◆ SET TASK ◆
Please copy the data, starting at its first line and ending at the line that contains "[[4, 250], [215, 142], [183, 208], [471, 161], [413, 300]]". Reproduce every line in that span and no others, multiplying each x and y pixel coordinate in the bracketed lists by 1.95 and rounding it to a whole number (halves round up), while all other text stays unchanged.

◆ THE INPUT ◆
::::::::::

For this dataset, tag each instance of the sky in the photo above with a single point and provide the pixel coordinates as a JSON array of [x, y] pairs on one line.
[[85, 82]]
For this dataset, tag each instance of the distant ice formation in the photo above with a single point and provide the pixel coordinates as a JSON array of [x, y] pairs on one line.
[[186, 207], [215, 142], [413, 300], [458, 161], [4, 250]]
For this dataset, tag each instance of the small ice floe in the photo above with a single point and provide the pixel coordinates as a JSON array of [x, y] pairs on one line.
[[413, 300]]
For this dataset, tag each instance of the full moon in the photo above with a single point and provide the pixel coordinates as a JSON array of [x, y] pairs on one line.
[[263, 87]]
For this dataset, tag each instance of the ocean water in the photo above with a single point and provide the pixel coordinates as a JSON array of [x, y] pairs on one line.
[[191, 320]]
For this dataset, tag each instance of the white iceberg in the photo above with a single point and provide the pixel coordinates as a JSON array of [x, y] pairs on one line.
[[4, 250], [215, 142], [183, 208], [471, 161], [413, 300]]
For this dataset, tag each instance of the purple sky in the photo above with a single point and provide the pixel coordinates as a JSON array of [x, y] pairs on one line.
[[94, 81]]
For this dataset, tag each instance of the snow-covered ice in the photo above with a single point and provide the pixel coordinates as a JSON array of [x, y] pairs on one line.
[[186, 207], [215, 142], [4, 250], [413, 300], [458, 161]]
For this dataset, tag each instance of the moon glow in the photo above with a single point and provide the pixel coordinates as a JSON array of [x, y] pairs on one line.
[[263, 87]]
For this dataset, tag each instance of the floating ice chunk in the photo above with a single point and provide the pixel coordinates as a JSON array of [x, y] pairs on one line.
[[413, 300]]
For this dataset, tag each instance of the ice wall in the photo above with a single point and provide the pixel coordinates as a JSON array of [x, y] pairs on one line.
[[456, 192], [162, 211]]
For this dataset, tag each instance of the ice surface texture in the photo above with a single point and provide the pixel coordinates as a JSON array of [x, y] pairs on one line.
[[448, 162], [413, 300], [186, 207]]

::::::::::

◆ COMPLETE RESPONSE ◆
For this dataset, tag each instance of the sky in the photo above with a single point and provide the pixel coordinates as a JSON array of [x, y] pairs on one line.
[[166, 160]]
For this dataset, tag each instance of the distant ice formation in the photo above with a single point and provide the pixel coordinates as a JSON array of [x, y] pairs on one line.
[[363, 404], [419, 277], [805, 585], [893, 314], [8, 488]]
For this dataset, tag each instance of the small ice floe in the photo above with a single point and provide the pixel coordinates as a JSON array of [x, y] pairs on one line.
[[805, 585]]
For this dataset, tag each instance of the full moon in the photo above with a single point and provide the pixel coordinates as a JSON array of [x, y] pairs on one line.
[[513, 170]]
For this dataset, tag each instance of the ocean water in the photo above with a single point and provide the pixel coordinates as a JSON array of [x, y] pairs on one line.
[[372, 624]]
For this dataset, tag each instance of the white iceberg in the photo above with a single point and provide the pixel coordinates as a JSON array of [x, y] pairs on one line.
[[8, 488], [419, 277], [357, 406], [918, 314], [805, 585]]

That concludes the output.